→ **About this task**
Copy every line of the records below where the word "face" occurs.

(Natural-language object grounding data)

──────────────────────────────

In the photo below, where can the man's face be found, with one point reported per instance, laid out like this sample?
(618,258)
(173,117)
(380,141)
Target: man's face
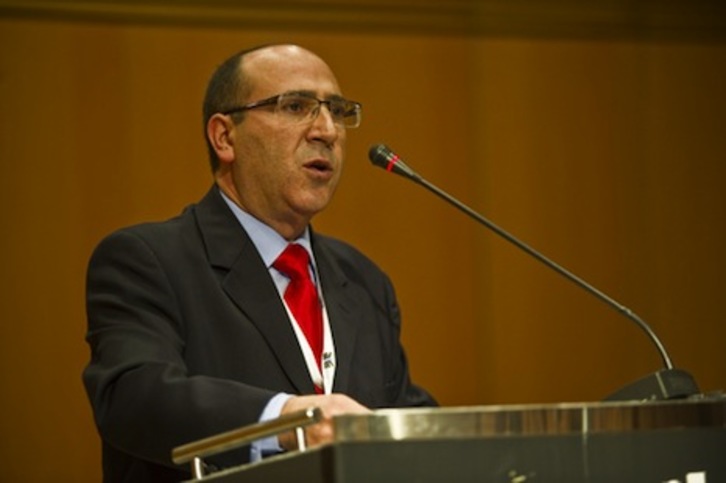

──────────────────────────────

→ **Answer below**
In the photo below, where can the man's face be found, with one point reported per instance, laid out like this sample?
Target: man's face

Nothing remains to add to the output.